Trwa ładowanie...
Notowania
Przejdź na
Małgorzata Samborska
Małgorzata Samborska
|
aktualizacja

Czy popularne markety spożywcze płacą w Polsce podatki? [ANALIZA]

55
Podziel się:

Ministerstwo Finansów opublikowało listę największych podatników CIT za 2023 r. Małgorzata Samborska - ekspertka ds. podatków - w analizie dla money.pl wzięła pod lupę popularne markety spożywcze, często oskarżane o to, że nie płacą w Polsce podatków. Prawda jest jednak nieco inna.

Czy popularne markety spożywcze płacą w Polsce podatki? [ANALIZA]
W pierwszej setce największych indywidualnych podatników znajdują się: Lidl, Dino, Żabka i Kaufland (Adobe Stock, malgo_walko, money.pl)

Pierwsze miejsce pod względem przychodów zajmuje portugalskie Jeronimo Martins, właściciel Biedronki. Na podium znajduje się też Eurocash - jedyna w zestawieniu Podatkowa Grupa Kapitałowa, będąca właścicielem takich sieci jak m.in. Sklep ABC, Delikatesy Centrum, Lewiatan, Euro Sklep Groszek. W czołówce jest także niemiecka sieć Lidl.

Okazuje się, że 10 z nich zapłaciło fiskusowi samego podatku CIT nieco ponad 2 mld zł, osiągając przychody na poziomie 270 mld zł.

Indywidualne dane podatników zawierają zestawienia przychodów, kosztów i dochodów lub strat, wyliczonych według zasad podatkowych wynikających z ustawy o CIT, a nie według standardów rachunkowości. Stąd też prezentowane dane mogą różnić się od danych wykazanych w sprawozdaniach finansowych podmiotów.

Dalsza część artykułu pod materiałem wideo

Zobacz także: Grudzień w październiku. To już się dzieje. Wystarczy spojrzeć na półki

Czy sieci płacą wystarczająco dużo podatku?

Warto zacząć od wskazania, że Jeronimo Martins, właściciel Biedronki jest 6. największym podatnikiem CIT za rok 2023, tuż za PGK PKO BP, Pekao, Santander Bankiem, Orlenem i ING Bankiem Śląskim. Na liście indywidualnych podatników jest natomiast na 5. miejscu.

W pierwszej setce największych indywidualnych podatników (pomijając podatkowe grupy kapitałowe) znajdują się ponadto Lidl, Dino, Żabka i Kaufland.

W dodatku sieci handlowe płacą podatek od sprzedaży detalicznej, zwany podatkiem handlowym. Tylko z tytułu tej daniny kasa państwa została zasilona w 2022 r. o dodatkowe 3,3 mld zł, a w 2023 r. wpływy z podatku od sprzedaży detalicznej wyniosły prawie 4 mld zł. Daninę zapłaciło 216 podmiotów, z czego czołowych 10 płatników odprowadziło ok. 77 proc. całości. Liderem w tym zestawieniu jest Jeronimo Martins.

_Podane dane_
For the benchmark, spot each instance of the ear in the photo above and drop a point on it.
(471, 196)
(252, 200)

_Lista zadań_
1. Przepisz dokładnie fragment artykułu o podatkach marketów od słów „Warto zacząć od” aż do słów „Dino, Żabka i Kaufland.” włącznie.
2. Sprawdź, czy te zdania zgadzają się z artykułem o podatkach marketów. Przy każdym odpowiedz tak lub nie i przytocz dosłownie rozstrzygające słowa tekstu.
(a) Na liście indywidualnych podatników Jeronimo Martins zajmuje 5. miejsce.
(b) W 2023 r. wpływy z podatku od sprzedaży detalicznej przekroczyły 5 mld zł.
(c) Indywidualne dane podatników są wyliczane według standardów rachunkowości.

_Wyniki ćwiczenia_
1.
Warto zacząć od wskazania, że Jeronimo Martins, właściciel Biedronki jest 6. największym podatnikiem CIT za rok 2023, tuż za PGK PKO BP, Pekao, Santander Bankiem, Orlenem i ING Bankiem Śląskim. Na liście indywidualnych podatników jest natomiast na 5. miejscu.

W pierwszej setce największych indywidualnych podatników (pomijając podatkowe grupy kapitałowe) znajdują się ponadto Lidl, Dino, Żabka i Kaufland.

2.
(a) Tak: „Na liście indywidualnych podatników jest natomiast na 5. miejscu.”
(b) Nie: „w 2023 r. wpływy z podatku od sprzedaży detalicznej wyniosły prawie 4 mld zł”
(c) Nie: „wyliczonych według zasad podatkowych wynikających z ustawy o CIT, a nie według standardów rachunkowości”